■ Exercise:
Repeat exactly the lines that run from the one containing "Spot the sky, then" to the end of the data, and leave out all others.

___ Given records ___

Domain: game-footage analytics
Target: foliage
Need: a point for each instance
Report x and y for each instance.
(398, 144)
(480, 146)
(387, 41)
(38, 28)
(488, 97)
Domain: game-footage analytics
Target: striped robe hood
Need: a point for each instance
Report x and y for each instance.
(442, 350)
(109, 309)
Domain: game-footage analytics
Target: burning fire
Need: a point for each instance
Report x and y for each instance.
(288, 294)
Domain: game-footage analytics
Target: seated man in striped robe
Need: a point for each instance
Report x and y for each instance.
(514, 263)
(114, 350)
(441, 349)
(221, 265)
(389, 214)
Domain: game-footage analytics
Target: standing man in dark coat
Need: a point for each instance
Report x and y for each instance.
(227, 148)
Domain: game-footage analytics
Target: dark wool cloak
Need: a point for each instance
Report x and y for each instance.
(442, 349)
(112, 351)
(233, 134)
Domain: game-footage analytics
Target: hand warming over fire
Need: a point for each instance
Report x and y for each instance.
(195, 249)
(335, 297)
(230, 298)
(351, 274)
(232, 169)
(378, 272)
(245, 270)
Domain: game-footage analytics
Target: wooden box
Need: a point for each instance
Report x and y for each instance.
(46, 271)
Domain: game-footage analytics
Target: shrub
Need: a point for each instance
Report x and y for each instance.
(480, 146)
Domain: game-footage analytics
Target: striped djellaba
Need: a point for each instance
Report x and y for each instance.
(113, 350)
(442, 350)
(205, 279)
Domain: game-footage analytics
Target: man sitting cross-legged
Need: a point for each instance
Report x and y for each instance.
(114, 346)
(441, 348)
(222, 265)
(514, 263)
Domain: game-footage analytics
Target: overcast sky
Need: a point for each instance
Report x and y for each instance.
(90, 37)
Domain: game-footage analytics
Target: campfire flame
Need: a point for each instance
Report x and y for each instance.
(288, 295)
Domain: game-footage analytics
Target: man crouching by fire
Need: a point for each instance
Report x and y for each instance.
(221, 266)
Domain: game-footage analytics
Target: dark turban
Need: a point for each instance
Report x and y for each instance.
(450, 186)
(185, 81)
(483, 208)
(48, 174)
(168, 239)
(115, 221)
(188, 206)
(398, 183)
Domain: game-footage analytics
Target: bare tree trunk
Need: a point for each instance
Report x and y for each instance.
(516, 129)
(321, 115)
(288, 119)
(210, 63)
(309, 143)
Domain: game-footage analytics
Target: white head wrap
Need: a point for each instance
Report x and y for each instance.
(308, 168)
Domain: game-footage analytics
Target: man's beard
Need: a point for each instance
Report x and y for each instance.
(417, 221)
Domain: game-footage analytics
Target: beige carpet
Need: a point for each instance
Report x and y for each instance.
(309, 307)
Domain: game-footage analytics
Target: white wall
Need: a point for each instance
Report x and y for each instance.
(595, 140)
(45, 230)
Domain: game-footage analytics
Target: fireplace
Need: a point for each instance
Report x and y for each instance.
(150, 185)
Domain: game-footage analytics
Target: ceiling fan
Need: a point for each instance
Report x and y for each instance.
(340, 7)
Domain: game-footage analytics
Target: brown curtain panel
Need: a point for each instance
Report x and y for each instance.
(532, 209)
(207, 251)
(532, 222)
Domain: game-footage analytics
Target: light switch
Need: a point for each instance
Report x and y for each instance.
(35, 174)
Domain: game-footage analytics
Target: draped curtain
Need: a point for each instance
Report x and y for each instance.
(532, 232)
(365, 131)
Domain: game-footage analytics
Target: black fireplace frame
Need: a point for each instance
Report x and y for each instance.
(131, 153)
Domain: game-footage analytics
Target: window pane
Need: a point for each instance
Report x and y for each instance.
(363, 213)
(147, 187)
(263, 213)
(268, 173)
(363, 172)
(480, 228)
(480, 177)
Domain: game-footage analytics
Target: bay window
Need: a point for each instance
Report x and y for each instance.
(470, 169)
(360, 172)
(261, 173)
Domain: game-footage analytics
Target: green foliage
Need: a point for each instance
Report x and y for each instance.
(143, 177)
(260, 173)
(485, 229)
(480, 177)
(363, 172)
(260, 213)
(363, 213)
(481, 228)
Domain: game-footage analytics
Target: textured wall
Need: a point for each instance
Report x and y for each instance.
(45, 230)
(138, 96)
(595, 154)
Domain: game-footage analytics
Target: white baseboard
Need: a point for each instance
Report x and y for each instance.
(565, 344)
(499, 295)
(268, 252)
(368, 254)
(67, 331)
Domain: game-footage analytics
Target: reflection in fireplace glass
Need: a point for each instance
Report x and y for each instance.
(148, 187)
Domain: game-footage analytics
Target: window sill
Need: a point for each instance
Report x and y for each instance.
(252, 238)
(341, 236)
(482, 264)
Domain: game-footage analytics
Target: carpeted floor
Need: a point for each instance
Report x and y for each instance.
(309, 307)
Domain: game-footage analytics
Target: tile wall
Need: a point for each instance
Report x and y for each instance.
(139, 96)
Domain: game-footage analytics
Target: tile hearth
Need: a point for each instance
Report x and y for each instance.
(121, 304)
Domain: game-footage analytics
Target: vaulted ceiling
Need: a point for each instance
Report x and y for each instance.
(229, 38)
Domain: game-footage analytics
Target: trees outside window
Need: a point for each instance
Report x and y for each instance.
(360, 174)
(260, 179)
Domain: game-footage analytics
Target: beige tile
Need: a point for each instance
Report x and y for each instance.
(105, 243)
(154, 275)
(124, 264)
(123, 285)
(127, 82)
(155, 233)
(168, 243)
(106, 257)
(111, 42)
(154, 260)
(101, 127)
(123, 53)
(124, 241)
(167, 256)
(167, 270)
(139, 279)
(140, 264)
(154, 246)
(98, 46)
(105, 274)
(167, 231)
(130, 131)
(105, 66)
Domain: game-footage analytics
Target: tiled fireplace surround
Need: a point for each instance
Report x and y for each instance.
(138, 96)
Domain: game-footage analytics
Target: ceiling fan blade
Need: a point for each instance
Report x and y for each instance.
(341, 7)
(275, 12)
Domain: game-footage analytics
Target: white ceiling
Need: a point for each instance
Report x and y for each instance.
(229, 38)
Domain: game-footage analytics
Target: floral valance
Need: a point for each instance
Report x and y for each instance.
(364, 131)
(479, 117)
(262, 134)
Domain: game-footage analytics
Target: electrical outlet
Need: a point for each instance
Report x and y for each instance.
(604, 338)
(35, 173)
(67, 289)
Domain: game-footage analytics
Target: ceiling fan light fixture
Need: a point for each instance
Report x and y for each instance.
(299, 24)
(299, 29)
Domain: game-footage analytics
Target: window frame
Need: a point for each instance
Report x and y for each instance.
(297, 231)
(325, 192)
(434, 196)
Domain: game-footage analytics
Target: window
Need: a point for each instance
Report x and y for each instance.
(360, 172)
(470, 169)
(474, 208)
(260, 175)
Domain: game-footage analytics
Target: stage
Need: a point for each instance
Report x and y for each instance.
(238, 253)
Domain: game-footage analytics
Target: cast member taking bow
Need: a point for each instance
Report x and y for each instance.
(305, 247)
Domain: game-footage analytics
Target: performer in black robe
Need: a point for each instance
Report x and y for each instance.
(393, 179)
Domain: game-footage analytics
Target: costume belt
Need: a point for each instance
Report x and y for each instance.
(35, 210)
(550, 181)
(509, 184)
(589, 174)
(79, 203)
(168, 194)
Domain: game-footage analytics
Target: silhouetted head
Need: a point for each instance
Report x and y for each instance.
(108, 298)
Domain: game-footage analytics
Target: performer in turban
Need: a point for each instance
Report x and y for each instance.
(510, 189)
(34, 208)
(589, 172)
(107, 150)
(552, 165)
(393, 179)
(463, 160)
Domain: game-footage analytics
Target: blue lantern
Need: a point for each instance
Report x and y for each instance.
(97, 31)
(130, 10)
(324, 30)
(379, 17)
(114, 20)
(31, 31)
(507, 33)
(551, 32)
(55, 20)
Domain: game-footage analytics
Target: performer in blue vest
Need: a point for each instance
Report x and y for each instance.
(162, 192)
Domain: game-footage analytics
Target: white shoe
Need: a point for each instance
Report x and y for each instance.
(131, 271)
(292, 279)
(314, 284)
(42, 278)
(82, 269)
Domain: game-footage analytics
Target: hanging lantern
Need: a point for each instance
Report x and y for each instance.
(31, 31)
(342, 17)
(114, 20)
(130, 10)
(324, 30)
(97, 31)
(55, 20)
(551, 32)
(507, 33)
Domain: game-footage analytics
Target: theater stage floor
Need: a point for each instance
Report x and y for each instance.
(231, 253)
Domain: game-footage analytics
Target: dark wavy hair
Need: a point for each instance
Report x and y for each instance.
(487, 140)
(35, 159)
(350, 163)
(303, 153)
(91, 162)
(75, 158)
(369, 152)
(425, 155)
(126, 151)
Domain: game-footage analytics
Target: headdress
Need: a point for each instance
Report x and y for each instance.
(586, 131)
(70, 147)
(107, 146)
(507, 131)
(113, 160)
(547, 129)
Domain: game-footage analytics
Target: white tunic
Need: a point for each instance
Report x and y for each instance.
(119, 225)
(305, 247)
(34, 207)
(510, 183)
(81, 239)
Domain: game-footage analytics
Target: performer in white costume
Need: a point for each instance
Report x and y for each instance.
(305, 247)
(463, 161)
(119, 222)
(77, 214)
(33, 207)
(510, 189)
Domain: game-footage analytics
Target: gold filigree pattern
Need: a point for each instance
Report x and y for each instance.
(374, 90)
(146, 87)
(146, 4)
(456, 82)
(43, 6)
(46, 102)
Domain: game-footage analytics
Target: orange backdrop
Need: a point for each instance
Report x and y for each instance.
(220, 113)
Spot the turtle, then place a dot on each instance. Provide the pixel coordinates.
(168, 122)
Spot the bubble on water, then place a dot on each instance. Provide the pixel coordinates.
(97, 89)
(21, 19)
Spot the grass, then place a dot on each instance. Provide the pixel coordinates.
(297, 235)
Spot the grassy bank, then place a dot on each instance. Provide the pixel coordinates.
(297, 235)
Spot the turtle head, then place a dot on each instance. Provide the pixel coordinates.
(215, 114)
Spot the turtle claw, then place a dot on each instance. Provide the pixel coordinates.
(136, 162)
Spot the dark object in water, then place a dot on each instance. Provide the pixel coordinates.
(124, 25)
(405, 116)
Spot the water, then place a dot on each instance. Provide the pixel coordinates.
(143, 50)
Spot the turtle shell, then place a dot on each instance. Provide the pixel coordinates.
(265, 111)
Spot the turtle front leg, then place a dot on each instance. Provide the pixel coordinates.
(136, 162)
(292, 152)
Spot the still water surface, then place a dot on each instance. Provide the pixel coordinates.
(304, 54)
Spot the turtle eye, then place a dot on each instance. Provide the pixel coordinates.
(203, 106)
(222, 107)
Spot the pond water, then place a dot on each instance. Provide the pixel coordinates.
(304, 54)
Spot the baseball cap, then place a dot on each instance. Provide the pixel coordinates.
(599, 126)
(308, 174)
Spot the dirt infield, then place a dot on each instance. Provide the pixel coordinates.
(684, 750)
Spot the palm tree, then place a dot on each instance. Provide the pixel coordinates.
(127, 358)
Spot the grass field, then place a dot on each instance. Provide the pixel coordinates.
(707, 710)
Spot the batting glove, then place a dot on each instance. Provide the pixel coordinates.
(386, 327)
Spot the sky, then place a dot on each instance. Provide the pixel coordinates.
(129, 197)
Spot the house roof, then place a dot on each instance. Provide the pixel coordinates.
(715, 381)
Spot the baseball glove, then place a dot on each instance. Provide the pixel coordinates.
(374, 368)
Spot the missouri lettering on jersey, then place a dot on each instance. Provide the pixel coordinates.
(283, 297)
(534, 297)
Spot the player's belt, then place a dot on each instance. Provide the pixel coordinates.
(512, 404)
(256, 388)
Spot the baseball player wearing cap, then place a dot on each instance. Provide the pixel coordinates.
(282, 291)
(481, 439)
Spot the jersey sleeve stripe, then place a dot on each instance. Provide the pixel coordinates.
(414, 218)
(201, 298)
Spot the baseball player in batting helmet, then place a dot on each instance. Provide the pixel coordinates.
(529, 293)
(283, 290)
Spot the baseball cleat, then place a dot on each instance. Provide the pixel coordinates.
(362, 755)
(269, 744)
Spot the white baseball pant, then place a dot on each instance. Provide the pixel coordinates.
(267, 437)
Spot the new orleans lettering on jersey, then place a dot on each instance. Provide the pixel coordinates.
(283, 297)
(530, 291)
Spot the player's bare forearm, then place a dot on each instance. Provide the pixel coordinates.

___

■ Solution for this task:
Spot the sky, then place a dot on each instance. Provide the pixel coordinates.
(129, 197)
Spot the house roof, then place a dot on each instance. Provide the pixel coordinates.
(715, 381)
Spot the baseball glove, then place a dot on each instance. Provide the pixel coordinates.
(374, 368)
Spot the missouri lettering on jersey, then place a dot on each instance. Provide the pixel coordinates.
(283, 297)
(534, 297)
Spot the player's belt, then place a dot on each instance. Provide the pixel coordinates.
(512, 404)
(256, 388)
Spot the baseball player wearing cap, then place a dot on each instance. Provide the pixel coordinates.
(282, 291)
(481, 439)
Spot the jersey sleeve stripe, then place a dot on each instance. Provide the pixel coordinates.
(414, 218)
(201, 298)
Spot the baseball player in batting helmet, then place a dot on each instance. Provide the pixel coordinates.
(529, 293)
(283, 290)
Spot the baseball cleat, then place a dot on each instance. Provide the pixel coordinates.
(362, 755)
(269, 744)
Spot the white baseball pant, then place a dot on each instance. Provide the pixel coordinates.
(267, 437)
Spot the new orleans lettering on jersey, then place a dot on each instance. Provide the pixel coordinates.
(283, 297)
(530, 291)
Spot the player's bare forearm, then place a dot on each instance. Provide the pixel coordinates.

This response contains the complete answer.